[What you have to do] Identify each line in the records below that contains the word "beanie" and copy every such line.
━━━━━ Extracted entries
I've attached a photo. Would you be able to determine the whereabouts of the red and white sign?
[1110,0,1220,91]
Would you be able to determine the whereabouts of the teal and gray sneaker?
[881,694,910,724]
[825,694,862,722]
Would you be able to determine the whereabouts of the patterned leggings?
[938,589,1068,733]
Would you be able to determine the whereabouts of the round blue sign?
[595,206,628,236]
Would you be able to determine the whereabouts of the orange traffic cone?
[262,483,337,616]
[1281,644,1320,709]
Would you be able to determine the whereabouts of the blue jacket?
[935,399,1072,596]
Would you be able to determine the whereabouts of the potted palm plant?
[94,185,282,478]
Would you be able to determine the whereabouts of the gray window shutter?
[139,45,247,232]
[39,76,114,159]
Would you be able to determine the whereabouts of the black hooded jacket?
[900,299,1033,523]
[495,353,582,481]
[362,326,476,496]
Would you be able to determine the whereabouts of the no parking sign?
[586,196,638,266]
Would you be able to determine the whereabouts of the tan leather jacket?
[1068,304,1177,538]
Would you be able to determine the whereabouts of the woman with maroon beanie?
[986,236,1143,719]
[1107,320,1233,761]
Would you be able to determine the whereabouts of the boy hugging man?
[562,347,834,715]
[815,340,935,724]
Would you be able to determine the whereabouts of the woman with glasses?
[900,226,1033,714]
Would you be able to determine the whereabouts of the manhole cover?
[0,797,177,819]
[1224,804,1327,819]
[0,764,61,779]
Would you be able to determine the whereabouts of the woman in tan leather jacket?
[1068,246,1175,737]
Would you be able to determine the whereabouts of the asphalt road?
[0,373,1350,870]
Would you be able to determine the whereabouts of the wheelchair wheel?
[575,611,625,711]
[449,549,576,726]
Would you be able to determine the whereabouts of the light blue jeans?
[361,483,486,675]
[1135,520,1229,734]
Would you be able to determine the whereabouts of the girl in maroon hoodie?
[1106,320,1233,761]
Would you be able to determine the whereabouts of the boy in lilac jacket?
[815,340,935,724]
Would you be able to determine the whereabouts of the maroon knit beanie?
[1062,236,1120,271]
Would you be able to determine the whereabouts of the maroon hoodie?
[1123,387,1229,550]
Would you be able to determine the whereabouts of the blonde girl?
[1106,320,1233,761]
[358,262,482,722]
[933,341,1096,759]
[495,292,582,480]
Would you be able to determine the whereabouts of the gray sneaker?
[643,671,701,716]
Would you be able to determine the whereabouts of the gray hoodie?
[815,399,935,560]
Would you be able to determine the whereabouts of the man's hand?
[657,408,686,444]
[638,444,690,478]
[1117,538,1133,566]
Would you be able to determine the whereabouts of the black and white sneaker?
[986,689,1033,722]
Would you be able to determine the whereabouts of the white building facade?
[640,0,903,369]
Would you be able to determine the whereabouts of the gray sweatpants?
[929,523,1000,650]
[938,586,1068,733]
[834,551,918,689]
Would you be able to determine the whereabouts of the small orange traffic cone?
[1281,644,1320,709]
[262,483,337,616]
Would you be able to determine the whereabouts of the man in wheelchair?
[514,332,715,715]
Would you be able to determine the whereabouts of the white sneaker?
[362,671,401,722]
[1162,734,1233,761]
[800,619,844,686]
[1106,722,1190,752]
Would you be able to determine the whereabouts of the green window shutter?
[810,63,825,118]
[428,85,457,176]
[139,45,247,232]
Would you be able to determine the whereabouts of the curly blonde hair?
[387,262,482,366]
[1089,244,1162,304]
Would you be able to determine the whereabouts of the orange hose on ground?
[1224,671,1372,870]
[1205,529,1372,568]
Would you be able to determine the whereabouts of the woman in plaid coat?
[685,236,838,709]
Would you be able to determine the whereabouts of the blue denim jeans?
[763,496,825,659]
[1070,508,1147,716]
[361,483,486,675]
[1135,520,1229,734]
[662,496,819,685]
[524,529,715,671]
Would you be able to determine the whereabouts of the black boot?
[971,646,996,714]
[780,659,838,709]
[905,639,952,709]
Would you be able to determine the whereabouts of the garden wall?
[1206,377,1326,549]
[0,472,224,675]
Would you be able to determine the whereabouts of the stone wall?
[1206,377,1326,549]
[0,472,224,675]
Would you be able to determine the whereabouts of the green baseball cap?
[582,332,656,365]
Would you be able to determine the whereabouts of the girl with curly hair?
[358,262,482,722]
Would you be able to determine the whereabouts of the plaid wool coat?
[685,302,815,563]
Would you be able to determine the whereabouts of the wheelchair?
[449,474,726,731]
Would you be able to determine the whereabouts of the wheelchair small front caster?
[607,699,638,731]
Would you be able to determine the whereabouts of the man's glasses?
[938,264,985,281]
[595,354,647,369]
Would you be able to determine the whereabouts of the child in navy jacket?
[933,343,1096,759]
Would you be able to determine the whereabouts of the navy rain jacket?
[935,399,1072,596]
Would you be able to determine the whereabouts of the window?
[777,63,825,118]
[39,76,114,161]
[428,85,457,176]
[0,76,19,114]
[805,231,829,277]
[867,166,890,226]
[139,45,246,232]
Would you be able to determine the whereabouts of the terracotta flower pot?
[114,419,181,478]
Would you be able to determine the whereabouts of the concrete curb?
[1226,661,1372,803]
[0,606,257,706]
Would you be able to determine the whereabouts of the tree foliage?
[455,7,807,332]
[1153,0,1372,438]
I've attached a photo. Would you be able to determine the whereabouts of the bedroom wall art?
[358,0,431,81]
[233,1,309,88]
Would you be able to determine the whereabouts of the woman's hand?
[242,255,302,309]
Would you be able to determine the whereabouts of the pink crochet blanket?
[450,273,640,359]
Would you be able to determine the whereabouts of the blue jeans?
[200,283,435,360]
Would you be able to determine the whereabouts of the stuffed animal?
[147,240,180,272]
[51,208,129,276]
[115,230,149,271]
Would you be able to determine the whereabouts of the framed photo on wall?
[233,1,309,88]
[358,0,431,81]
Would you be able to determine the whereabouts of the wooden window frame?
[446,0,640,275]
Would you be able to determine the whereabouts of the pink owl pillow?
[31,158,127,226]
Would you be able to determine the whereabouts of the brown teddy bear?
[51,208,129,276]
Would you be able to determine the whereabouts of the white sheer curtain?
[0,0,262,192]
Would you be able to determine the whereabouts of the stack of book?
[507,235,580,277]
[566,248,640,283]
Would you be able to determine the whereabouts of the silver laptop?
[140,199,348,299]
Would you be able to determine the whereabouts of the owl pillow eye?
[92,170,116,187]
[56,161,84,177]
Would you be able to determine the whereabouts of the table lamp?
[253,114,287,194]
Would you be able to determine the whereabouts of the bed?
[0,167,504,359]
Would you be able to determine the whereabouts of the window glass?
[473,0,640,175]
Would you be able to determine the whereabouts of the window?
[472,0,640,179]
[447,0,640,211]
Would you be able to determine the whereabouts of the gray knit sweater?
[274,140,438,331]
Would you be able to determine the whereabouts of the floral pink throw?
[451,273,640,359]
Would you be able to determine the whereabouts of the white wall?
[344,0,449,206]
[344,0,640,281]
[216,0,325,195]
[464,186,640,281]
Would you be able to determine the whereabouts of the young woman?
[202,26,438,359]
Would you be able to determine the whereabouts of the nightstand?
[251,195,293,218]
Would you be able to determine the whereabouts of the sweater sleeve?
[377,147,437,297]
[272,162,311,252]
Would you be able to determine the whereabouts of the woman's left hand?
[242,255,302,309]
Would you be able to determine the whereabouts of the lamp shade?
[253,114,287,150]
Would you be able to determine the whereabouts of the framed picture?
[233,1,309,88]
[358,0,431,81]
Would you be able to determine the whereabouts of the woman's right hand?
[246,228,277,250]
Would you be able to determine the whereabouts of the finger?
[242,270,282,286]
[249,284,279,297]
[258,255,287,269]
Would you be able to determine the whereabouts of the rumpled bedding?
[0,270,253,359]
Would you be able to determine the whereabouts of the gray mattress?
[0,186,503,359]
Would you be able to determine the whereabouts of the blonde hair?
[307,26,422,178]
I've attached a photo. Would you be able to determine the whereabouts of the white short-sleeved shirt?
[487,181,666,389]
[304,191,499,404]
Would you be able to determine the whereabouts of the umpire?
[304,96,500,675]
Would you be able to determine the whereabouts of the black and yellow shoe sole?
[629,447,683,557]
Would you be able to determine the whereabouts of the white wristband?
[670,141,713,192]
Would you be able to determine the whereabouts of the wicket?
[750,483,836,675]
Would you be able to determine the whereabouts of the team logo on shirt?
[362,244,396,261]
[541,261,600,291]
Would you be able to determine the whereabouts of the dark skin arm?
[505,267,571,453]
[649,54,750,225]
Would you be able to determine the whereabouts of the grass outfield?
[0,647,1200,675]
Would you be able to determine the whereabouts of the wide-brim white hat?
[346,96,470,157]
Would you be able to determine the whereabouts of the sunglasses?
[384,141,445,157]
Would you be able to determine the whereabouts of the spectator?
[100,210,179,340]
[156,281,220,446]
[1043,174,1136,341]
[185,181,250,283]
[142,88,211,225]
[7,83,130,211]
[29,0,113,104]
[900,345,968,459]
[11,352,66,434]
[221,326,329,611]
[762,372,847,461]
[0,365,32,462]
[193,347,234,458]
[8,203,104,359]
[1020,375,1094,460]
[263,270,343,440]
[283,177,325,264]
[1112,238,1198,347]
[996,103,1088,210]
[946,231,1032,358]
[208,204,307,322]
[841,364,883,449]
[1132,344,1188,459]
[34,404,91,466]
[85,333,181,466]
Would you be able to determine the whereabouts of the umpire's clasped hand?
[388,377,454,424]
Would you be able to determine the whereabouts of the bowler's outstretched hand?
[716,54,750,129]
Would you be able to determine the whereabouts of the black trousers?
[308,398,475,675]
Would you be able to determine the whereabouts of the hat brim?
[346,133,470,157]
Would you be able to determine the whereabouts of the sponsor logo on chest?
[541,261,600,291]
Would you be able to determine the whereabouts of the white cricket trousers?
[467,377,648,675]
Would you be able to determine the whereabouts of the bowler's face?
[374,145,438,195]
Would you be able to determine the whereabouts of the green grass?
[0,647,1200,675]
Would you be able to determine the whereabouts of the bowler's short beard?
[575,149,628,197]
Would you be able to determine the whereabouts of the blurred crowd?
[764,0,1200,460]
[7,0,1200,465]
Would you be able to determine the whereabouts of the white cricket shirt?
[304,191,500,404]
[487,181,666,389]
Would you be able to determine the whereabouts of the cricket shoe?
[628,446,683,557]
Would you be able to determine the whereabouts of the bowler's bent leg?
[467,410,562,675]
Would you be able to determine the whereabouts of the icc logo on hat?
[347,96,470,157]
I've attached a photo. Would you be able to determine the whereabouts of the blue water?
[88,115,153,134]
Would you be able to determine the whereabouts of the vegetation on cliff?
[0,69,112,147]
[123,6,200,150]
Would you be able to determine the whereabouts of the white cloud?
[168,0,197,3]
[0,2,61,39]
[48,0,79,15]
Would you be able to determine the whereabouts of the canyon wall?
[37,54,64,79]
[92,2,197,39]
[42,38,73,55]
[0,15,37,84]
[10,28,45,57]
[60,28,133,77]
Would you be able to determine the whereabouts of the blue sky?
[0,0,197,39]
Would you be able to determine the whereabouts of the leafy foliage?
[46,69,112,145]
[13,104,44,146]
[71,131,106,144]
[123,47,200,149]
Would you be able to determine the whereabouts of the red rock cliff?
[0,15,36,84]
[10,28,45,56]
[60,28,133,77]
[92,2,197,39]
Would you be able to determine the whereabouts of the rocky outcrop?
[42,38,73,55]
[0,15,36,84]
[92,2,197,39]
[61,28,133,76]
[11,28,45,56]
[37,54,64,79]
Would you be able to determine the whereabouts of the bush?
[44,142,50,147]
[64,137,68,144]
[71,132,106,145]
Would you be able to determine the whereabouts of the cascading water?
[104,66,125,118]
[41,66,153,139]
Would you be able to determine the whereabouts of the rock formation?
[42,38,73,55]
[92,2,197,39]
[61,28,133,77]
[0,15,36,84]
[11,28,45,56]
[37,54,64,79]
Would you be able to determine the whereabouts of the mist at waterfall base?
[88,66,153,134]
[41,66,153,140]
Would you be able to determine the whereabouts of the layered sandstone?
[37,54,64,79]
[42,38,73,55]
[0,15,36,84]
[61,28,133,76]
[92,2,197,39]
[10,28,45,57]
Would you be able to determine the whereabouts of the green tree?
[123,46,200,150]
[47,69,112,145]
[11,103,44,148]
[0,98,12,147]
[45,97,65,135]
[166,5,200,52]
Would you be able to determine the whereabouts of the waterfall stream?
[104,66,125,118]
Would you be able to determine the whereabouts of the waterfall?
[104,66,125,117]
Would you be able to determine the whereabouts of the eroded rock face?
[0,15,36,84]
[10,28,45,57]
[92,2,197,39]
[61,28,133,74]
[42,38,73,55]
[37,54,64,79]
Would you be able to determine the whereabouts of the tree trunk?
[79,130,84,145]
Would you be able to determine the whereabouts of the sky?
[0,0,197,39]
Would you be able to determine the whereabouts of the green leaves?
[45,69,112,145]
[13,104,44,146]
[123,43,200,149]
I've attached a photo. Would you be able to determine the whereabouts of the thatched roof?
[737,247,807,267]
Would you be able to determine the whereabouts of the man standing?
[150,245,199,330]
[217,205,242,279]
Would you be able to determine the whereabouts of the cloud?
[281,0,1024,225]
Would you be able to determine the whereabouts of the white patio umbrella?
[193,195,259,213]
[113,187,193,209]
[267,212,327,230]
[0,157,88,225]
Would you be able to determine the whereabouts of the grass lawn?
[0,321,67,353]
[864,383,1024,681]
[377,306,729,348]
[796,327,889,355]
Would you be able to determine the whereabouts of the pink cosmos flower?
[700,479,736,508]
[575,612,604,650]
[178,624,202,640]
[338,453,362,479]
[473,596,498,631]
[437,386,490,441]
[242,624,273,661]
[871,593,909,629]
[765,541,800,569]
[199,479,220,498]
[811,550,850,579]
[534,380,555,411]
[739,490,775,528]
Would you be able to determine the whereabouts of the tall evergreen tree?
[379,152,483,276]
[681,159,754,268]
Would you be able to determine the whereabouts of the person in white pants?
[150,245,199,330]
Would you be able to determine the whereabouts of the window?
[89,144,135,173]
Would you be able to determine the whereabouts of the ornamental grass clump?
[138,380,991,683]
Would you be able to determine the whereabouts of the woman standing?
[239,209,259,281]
━━━━━━━━━━
[The response]
Would you be able to determine the whereabouts of the woman with maroon beanie?
Would you be able to determine the whereabouts of the maroon knit beanie?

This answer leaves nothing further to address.